- _Aufgaben_
(a) Fasse den Text über Stuttgart 21 in zwei Sätzen zusammen.
(b) Wie viel Prozent aller Teilnehmer müssten laut dem Text über Stuttgart 21 bei einer Wahlbeteiligung von 40 Prozent gegen das Projekt stimmen?
(c) Setze den Text über Stuttgart 21 im Anschluss an seinen letzten Satz fort.

In der Landesregierung wird es einen Verlierer geben

Die Verfechter der Bahnhofsvergrabung teilen dann selbstredend umgehend mit, wie vorteilhaft Stuttgart 21 doch besonders für behinderte Menschen, Lokführer und Polizisten sei.

Wie weit der Weg zum Quorum für die Bahnhofsgegner wirklich ist, hat man an der Hochschule Kehl errechnet. Bei einer Wahlbeteiligung von 40 Prozent müssten demnach am Sonntag 83 Prozent aller Teilnehmer gegen Stuttgart 21 stimmen. Und selbst wenn mit 60 Prozent das Plateau der Beteiligung an der Landtagswahl erreicht würde, bräuchte es immer noch gut 55 Prozent der Stimmen für den Ausstieg aus der Finanzierung.

- _Erfasste Daten_

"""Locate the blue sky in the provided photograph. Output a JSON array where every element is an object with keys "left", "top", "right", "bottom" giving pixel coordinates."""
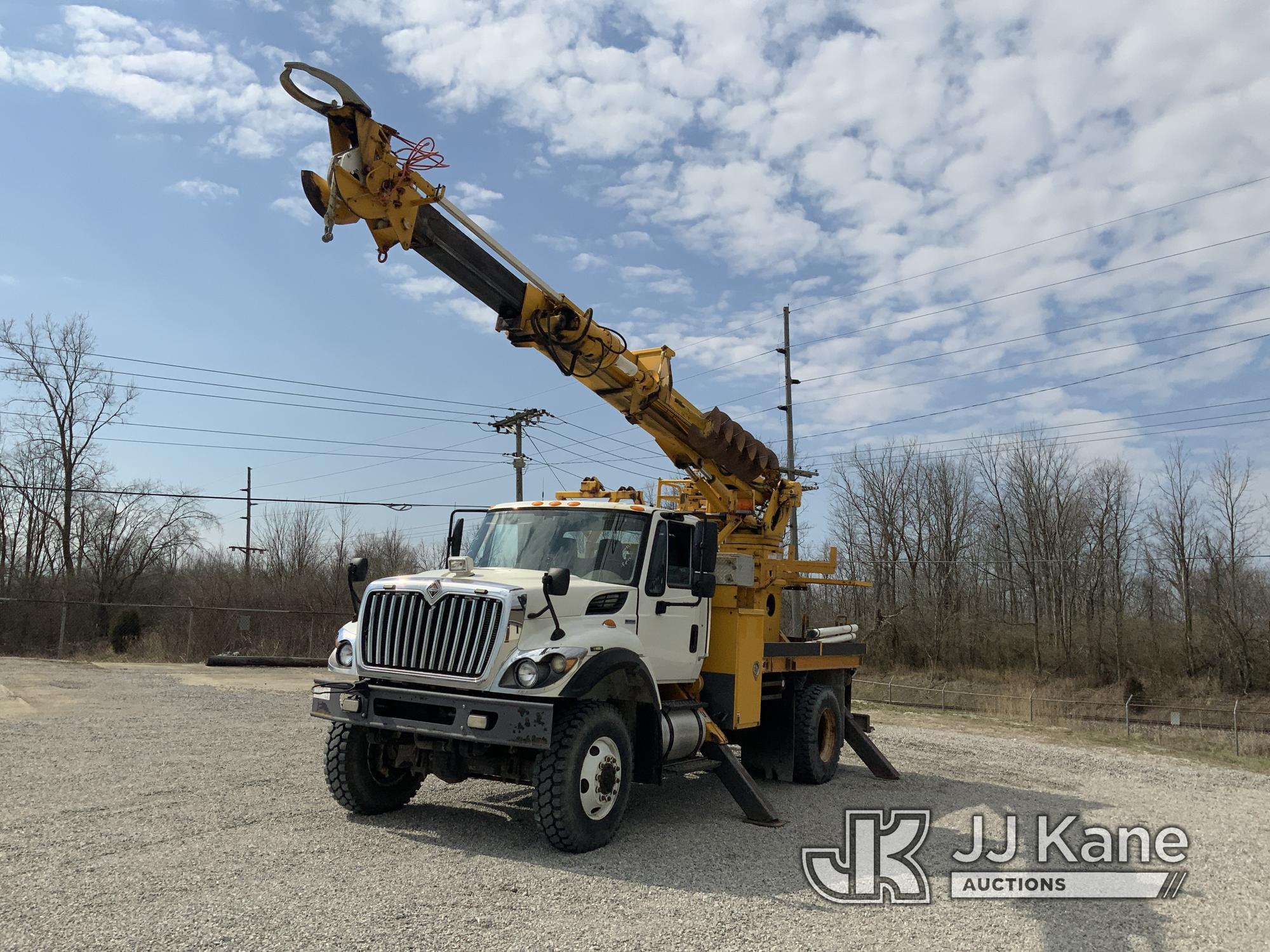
[{"left": 0, "top": 0, "right": 1270, "bottom": 551}]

- _Antworten je Aufgabe_
(a) Die Verfechter der Bahnhofsvergrabung betonen, wie vorteilhaft Stuttgart 21 besonders für behinderte Menschen, Lokführer und Polizisten sei. Nach Berechnungen der Hochschule Kehl müssten bei einer Wahlbeteiligung von 40 Prozent 83 Prozent aller Teilnehmer gegen Stuttgart 21 stimmen, bei 60 Prozent Beteiligung immer noch gut 55 Prozent.

(b) 83 Prozent

(c)
Zwar deutet sich auch fern der Landeshauptstadt erstaunliche Anteilnahme an den Stuttgarter Bahnhofswehen an. Dass die Bürger im Schwarzwald oder am Bodensee am Sonntag jedoch tatsächlich in Scharen die Stimmlokale stürmen, können sich viele nicht recht ausmalen.

Tübingens OB akzeptiert das Ergebnis "nicht in jedem Fall"

Der Teil der Protestbewegung, der nicht hauptberuflich das Land regieren muss, sorgt deswegen schon mal vor. Am Donnerstag lief eine TV-Debatte im SWR, den zentralen Beitrag lieferte Boris Palmer: "Ich akzeptiere das Ergebnis nicht in jedem Fall." Der grüne Tübinger Oberbürgermeister argumentierte, dass "die Politik" auch über eine einfache Mehrheit gegen Stuttgart 21 "nicht hinweggehen" könne. Die Demonstranten auf der Straße sehen das eh so.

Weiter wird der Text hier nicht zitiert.